A block of data:
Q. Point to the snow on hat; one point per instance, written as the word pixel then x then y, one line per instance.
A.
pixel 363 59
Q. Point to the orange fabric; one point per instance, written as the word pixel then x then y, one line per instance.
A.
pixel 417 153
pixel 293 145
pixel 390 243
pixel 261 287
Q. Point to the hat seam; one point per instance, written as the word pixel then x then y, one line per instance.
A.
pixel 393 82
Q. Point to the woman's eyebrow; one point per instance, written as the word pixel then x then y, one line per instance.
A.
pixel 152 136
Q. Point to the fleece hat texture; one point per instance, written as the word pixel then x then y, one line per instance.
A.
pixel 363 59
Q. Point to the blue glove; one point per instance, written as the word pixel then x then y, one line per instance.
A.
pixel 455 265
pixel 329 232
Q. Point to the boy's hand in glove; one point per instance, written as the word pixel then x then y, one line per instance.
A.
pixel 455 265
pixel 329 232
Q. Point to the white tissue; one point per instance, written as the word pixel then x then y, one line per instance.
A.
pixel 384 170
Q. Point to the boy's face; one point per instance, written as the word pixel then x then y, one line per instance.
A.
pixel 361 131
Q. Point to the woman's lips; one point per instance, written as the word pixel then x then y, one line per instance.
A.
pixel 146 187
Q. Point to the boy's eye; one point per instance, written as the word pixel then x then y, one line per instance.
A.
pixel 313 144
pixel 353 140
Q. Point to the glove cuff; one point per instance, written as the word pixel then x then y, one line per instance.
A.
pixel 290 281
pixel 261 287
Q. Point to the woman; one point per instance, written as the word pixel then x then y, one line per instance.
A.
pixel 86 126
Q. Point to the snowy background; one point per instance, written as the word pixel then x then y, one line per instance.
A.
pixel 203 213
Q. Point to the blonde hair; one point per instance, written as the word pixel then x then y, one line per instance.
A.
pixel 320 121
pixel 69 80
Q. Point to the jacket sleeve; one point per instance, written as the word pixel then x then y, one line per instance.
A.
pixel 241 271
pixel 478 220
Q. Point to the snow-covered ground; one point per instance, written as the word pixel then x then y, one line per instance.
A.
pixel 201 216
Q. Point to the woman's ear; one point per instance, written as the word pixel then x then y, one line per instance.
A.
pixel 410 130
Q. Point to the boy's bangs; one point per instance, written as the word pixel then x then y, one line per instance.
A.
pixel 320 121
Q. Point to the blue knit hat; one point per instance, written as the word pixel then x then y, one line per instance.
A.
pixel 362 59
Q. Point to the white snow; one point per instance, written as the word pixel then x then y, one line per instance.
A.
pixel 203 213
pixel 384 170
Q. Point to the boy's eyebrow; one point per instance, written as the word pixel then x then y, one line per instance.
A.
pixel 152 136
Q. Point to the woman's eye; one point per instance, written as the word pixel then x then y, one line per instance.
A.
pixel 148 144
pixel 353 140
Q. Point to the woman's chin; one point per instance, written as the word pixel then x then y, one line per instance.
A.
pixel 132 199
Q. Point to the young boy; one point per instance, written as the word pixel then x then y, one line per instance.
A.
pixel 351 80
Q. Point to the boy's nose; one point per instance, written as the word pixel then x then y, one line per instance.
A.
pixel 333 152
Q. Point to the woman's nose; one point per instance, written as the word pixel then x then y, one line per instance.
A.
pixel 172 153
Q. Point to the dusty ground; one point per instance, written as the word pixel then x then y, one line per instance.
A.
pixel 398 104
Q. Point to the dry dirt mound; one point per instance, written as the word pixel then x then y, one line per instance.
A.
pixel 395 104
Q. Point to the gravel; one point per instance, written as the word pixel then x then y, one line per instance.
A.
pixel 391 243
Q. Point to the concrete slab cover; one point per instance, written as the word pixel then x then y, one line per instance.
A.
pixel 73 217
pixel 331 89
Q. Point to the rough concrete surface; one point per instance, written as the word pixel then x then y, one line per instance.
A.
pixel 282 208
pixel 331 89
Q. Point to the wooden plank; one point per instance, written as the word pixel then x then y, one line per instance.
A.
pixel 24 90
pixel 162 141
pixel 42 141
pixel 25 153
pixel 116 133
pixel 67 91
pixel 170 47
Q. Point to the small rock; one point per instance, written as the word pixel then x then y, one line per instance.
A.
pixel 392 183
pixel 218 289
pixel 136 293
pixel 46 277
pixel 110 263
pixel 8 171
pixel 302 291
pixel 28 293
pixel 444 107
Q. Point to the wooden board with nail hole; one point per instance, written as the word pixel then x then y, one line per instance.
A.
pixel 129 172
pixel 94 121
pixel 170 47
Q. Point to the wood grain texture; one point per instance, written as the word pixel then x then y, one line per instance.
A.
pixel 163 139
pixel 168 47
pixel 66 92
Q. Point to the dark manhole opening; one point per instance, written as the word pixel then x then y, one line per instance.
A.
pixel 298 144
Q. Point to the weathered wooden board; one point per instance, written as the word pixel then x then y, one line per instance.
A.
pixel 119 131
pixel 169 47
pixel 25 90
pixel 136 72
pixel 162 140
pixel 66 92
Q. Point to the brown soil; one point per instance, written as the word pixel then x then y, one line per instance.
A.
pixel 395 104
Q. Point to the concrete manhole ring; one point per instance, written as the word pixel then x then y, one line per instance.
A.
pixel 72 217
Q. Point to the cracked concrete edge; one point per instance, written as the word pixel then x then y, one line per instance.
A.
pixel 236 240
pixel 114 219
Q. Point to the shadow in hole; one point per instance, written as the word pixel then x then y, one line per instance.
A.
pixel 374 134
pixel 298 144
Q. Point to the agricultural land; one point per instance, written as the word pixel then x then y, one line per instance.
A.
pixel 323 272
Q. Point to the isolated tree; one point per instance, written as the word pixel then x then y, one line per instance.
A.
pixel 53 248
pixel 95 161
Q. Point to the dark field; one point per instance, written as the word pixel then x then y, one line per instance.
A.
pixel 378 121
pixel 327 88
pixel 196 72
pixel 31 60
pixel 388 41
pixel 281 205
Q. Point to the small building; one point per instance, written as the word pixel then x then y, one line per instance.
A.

= TASK OBJECTIVE =
Return all of the rows above unchanged, line for line.

= TASK RESPONSE =
Q. Point to the snow on hat; one point per instance, written as the word pixel then x then y, one line per instance.
A.
pixel 363 59
Q. Point to the orange fabric; one point per instance, written as the word pixel then x then y, one line per instance.
A.
pixel 417 153
pixel 293 145
pixel 390 243
pixel 261 287
Q. Point to the hat seam; one point per instance, written as the word pixel then x then y, one line per instance.
A.
pixel 393 82
Q. Point to the woman's eyebrow; one point per instance, written as the word pixel then x then y, one line per instance.
A.
pixel 152 136
Q. Point to the fleece hat texture; one point per instance, written as the word pixel then x then y, one line per instance.
A.
pixel 363 59
Q. Point to the blue glove; one point per instance, written as the word pixel then x then y, one line per instance.
A.
pixel 455 265
pixel 329 232
Q. Point to the boy's hand in glove; one point per instance, written as the word pixel then x then y, one line per instance.
A.
pixel 455 265
pixel 329 232
Q. Point to the white tissue; one point per instance, written as the word pixel then x then y, one line per instance.
A.
pixel 384 170
Q. Point to the boy's face; one point per instance, written as the word pixel then x then y, one line per instance.
A.
pixel 361 131
Q. Point to the woman's lips; one point per instance, written as the word pixel then x then y, one line per instance.
A.
pixel 146 187
Q. Point to the boy's eye; one point per instance, written as the word pixel then x then y, one line per instance.
A.
pixel 313 144
pixel 353 140
Q. Point to the glove cuff; one point per instance, written as the word pixel then x then y, one line per instance.
A.
pixel 290 281
pixel 261 287
Q. Point to the woman; one point per instance, written as the word pixel then x then y, one line per instance.
A.
pixel 86 126
Q. Point to the snowy background; one point per instance, written as the word pixel then x then y, one line per instance.
A.
pixel 203 213
Q. Point to the blonde hair; one point per instance, written as the word pixel then x then y, one line per instance.
A.
pixel 320 121
pixel 69 80
Q. Point to the jacket sleeve; one point per instance, written as the word pixel then x then y, one line per instance.
A.
pixel 241 271
pixel 478 220
Q. Point to the snow-covered ground; one point per instance, written as the word pixel then x then y, one line per instance.
A.
pixel 201 216
Q. Point to the woman's ear; one point per instance, written as the word pixel then x then y, one line per instance.
A.
pixel 410 130
Q. Point to the boy's bangs; one point per instance, written as the word pixel then x then y, one line per instance.
A.
pixel 320 121
Q. Point to the blue knit hat; one point per instance, written as the word pixel then x then y, one line per instance.
A.
pixel 362 59
Q. Point to the white snow; one point per instance, written as the word pixel then x then y, one line per instance.
A.
pixel 203 213
pixel 384 170
Q. Point to the boy's eyebrow; one point per instance, written as the word pixel then x then y, one line per instance.
A.
pixel 152 136
Q. Point to the woman's eye; one point per instance, written as the word pixel then x then y, one line per instance.
A.
pixel 148 144
pixel 353 140
Q. Point to the woman's chin; one point per instance, written as the word pixel then x then y, one line per instance.
A.
pixel 132 199
Q. Point to the young boy; one point per instance, written as the word pixel then x then y, one line per instance.
A.
pixel 351 80
Q. Point to the boy's nose; one point per instance, written as the word pixel then x then y, one line per instance.
A.
pixel 333 152
Q. Point to the woman's nose; one point per instance, written as the word pixel then x then y, one line per instance.
A.
pixel 172 153
Q. Point to the dusty ground; one point per instance, written as the word pixel then x then y, one line per instance.
A.
pixel 398 104
Q. Point to the dry dirt mound; one point per instance, written as the word pixel then x then y, one line per instance.
A.
pixel 395 104
Q. Point to the gravel; one point per instance, written as the word pixel then x then y, one line per instance.
A.
pixel 391 243
Q. Point to the concrete slab cover; one point per instance, written as the word pixel then x then y, one line per instance.
A.
pixel 73 217
pixel 331 89
Q. Point to the rough concrete surface; one point per instance, written as the word pixel then x then y, one line per instance.
A.
pixel 282 208
pixel 331 89
Q. Point to the wooden plank; one point per instance, written as the word pixel then x then y, one line per instance.
A.
pixel 24 90
pixel 162 141
pixel 42 141
pixel 25 153
pixel 116 133
pixel 67 91
pixel 170 47
Q. Point to the small rock; one point per instance, written as the word pixel then x then y, one line per instance.
A.
pixel 392 183
pixel 218 289
pixel 136 293
pixel 46 277
pixel 110 263
pixel 8 171
pixel 302 291
pixel 28 293
pixel 444 107
Q. Point to the wooden board with nail hole; one point per instance, written as the word pixel then x then y, one line per instance.
A.
pixel 129 172
pixel 94 121
pixel 170 47
Q. Point to the wood grain texture; one point per instance, written as the word pixel then x then y, one line per instance.
A.
pixel 163 139
pixel 168 47
pixel 66 92
Q. Point to the dark manhole opening; one point per instance, written as the word pixel then x then y, one line per instance.
A.
pixel 298 144
Q. Point to the weathered wooden board; one point per instance, written as the word pixel then x then y, one line per instance.
A.
pixel 119 131
pixel 169 47
pixel 25 90
pixel 136 72
pixel 162 140
pixel 66 92
Q. Point to the brown soil; one point per instance, written as the word pixel then x then y, one line per instance.
A.
pixel 395 104
Q. Point to the concrete manhole ring; one point per instance, written as the word pixel then x then y, one line per instance.
A.
pixel 72 217
Q. Point to the cracked concrete edge; one point per instance, written as the word pixel then x then y, one line per instance.
A.
pixel 236 240
pixel 114 219
Q. Point to the shadow in hole; one point per instance, written as the word pixel then x then y, one line per instance.
A.
pixel 374 134
pixel 298 144
Q. Point to the agricultural land; one point per instance, written as the word pixel then x then y, one line per instance.
A.
pixel 323 272
Q. Point to the isolated tree; one point per instance, written as the word pixel then x then y, one line per instance.
A.
pixel 53 248
pixel 95 161
Q. Point to the dark field; one point per instance, written as the word pixel then x then y, one line per instance.
A.
pixel 378 121
pixel 327 88
pixel 196 72
pixel 31 60
pixel 388 41
pixel 281 205
Q. Point to the small building; one point per instance, written as the word pixel then x then y, one line per instance.
A.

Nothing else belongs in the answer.